Brano fornito:
-*-

I dati di realtà di cui abbiamo sinora parlato, si incentrano su Beatrice, personaggio femminile di grande complessità, che proprio attraverso la feroce vicenda dell’amianto, si può dire, comincia a tirare le fila di una irrisolta vita di cinquantenne. Tornata ad Avellino da Firenze, dove era “scappata” in gioventù, Beatrice si trova ad aiutare due donne che accumulano dolore e disperazione attorno all’amianto: a una delle sue vittime, per meglio dire, autore di un drammatico diario. Questa esperienza la mette in grado di trasformare in consapevolezza civile quell’aiuto di facciata che una sussiegosa filantropia di provincia si limitava a chiederle. In questa prospettiva di sentimenti nuovi, si inseriscono sia l’innamoramento per Renato, vecchio operaio della fabbrica mortifera ora impegnato nella difesa dei diritti alla salute individuale ecollettiva, e sia il lento, disperante ma non disperato itinerario di recupero di Bianca, la figlia che, vittima di una malattia neurologica, la rifiuta.

-*-

Record mostrati:

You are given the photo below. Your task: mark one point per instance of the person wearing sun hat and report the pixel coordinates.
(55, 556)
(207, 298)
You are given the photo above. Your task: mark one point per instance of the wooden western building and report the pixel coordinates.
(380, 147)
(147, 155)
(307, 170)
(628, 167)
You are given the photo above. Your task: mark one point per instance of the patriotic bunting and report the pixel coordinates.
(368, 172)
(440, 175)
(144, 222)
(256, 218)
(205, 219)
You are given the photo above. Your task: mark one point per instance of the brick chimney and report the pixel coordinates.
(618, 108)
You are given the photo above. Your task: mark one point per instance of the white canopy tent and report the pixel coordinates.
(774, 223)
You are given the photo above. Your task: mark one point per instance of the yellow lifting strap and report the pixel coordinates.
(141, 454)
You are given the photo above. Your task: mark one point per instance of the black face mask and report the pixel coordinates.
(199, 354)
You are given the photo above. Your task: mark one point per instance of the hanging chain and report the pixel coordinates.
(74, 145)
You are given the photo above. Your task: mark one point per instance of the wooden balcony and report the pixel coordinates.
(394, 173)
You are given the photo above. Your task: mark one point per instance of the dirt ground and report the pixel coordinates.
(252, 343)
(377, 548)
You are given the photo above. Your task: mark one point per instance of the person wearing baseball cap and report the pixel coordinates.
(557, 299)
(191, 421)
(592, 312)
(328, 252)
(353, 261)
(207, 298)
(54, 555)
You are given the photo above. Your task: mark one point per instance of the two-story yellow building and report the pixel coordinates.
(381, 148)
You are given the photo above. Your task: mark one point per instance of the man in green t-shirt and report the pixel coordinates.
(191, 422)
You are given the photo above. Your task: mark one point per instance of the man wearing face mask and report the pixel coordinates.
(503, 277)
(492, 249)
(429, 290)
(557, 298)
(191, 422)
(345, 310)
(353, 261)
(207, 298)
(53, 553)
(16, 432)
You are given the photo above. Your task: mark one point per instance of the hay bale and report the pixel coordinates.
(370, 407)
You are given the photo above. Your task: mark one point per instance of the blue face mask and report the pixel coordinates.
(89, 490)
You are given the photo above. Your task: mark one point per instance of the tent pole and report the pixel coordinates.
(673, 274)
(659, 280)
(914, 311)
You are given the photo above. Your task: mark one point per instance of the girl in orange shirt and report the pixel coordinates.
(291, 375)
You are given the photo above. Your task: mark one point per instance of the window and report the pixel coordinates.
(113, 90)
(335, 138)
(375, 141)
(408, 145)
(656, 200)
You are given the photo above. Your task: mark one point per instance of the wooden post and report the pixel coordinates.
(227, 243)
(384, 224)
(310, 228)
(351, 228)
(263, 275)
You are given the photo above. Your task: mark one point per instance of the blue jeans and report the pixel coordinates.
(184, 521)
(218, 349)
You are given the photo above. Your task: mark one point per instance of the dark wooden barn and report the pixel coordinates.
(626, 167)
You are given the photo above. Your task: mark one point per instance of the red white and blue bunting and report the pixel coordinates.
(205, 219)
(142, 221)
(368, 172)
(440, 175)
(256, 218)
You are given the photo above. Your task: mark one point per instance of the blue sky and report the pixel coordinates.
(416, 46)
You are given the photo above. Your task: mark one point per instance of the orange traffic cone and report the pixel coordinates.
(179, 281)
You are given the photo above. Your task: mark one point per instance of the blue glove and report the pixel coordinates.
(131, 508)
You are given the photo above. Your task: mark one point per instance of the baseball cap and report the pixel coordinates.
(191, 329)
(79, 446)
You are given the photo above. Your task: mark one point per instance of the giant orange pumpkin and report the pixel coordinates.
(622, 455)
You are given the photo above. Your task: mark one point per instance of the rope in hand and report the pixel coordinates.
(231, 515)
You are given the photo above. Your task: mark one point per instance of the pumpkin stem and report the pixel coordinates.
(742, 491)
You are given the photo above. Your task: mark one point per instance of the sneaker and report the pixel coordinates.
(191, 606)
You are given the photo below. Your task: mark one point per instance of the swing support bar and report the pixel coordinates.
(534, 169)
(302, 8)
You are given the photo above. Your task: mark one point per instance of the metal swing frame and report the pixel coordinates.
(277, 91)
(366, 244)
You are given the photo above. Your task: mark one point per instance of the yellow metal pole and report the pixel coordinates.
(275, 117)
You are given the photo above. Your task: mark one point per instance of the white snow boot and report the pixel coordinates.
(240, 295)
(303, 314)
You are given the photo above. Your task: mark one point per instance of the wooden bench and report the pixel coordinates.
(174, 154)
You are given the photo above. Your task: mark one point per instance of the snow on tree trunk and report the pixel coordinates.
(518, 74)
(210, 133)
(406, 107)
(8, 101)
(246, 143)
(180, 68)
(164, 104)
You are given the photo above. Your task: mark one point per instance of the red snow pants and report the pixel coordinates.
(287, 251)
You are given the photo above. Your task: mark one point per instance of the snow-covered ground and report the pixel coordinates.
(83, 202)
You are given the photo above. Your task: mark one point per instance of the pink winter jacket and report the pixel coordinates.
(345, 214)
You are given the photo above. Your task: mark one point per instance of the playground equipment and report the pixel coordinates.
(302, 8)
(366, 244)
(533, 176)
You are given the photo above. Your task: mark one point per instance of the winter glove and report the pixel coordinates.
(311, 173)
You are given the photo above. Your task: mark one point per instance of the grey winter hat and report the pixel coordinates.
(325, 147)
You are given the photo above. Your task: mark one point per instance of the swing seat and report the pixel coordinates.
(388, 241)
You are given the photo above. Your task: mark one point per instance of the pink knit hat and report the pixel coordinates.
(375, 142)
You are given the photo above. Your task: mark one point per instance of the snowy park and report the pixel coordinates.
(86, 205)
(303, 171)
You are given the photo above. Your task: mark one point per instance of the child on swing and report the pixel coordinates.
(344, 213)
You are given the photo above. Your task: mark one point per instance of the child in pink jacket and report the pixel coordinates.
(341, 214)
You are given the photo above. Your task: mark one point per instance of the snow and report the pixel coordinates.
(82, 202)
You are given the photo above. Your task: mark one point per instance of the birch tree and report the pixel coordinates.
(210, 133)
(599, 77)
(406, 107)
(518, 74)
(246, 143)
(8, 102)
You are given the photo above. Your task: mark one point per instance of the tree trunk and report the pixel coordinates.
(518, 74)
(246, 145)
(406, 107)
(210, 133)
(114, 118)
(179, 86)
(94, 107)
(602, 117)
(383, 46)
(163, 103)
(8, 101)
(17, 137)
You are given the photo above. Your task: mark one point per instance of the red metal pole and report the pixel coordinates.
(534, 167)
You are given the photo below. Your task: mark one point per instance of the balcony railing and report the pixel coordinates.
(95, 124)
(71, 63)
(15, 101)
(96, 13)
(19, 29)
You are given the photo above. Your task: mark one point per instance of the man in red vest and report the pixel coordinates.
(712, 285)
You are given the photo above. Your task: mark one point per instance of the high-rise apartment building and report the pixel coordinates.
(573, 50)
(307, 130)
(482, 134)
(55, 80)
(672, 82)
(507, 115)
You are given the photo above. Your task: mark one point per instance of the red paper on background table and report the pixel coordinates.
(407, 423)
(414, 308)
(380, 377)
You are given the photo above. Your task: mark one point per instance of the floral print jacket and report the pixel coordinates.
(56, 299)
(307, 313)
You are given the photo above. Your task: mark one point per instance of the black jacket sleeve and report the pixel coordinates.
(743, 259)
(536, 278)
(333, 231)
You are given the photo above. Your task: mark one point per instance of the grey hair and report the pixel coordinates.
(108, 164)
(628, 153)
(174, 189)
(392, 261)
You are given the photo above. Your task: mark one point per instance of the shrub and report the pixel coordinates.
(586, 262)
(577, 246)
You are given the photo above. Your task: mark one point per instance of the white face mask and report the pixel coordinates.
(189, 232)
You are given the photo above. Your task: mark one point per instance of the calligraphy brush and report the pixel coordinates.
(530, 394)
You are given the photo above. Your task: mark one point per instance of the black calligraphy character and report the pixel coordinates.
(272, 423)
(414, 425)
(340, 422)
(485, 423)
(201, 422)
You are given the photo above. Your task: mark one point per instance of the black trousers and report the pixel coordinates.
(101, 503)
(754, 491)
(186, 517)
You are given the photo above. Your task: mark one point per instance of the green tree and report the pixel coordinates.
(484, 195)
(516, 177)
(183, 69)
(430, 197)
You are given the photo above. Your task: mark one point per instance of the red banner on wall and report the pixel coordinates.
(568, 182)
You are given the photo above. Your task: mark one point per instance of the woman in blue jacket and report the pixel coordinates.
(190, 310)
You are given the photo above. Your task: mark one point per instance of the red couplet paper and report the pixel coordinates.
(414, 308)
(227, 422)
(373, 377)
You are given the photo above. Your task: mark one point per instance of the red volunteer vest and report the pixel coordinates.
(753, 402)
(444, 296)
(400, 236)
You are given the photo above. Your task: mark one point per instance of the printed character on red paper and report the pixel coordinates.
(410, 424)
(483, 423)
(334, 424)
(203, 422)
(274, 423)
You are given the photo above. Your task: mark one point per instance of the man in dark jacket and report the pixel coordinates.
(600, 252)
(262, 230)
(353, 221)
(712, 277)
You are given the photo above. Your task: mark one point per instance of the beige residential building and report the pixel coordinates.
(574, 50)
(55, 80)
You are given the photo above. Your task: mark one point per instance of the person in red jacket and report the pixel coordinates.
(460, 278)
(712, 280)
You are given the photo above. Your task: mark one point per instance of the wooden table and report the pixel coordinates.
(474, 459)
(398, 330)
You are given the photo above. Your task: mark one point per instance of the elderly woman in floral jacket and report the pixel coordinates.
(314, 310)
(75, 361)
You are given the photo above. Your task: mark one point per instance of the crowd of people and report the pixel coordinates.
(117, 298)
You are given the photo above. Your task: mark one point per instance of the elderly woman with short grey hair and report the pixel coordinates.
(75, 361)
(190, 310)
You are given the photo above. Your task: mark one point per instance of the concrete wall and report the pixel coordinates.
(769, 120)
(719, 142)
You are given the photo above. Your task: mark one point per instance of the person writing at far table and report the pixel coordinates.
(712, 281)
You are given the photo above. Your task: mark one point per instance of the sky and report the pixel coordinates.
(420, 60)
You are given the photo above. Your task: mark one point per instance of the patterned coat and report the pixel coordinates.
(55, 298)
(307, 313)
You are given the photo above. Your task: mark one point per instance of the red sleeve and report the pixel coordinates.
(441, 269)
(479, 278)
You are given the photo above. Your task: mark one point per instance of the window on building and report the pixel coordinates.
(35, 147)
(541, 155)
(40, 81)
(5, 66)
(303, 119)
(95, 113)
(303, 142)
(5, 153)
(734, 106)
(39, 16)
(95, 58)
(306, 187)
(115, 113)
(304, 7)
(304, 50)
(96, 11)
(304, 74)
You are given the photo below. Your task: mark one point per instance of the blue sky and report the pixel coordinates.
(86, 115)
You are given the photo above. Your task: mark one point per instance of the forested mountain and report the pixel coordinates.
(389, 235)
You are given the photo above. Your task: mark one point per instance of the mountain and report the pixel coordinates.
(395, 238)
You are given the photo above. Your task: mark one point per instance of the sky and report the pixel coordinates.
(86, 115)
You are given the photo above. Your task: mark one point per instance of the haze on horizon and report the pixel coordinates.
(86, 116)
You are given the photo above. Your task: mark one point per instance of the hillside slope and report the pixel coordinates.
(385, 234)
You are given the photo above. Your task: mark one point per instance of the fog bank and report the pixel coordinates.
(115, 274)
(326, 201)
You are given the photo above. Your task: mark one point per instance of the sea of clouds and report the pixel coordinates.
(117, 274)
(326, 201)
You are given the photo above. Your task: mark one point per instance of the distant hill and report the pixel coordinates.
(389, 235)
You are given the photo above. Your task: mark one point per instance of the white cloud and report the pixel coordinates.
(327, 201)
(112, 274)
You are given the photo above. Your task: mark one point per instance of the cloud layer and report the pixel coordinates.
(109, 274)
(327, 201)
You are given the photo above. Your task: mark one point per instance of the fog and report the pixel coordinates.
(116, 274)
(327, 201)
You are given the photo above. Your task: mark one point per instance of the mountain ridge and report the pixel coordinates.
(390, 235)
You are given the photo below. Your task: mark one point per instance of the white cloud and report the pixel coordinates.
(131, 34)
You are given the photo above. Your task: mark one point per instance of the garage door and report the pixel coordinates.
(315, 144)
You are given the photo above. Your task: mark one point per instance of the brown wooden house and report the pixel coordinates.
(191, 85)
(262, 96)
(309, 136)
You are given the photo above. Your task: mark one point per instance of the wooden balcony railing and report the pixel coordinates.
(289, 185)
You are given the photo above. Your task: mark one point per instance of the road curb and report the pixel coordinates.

-*-

Cosa si chiede:
Prosegui il brano su Beatrice e la vicenda dell'amianto, riprendendo subito dopo la sua ultima frase. I record non servono per svolgere questo lavoro.

Risposta scritta:
Ben consapevole che le ragioni del mondo corrono verso l’autodistruzione, Emilia Cirillo lascia all’emozionalità il filo di speranza per immaginare quel domani di cui abbiamo bisogno per vivere. La sua scrittura dimessa, non prevarica i personaggi, non pre-forma gli eventi. Ti accompagna registrando ogni asprezza del cammino della terra, anche quella natale, offrendoti un’ostinata determinazione a comprendere, senza per questo necessariamente accettare.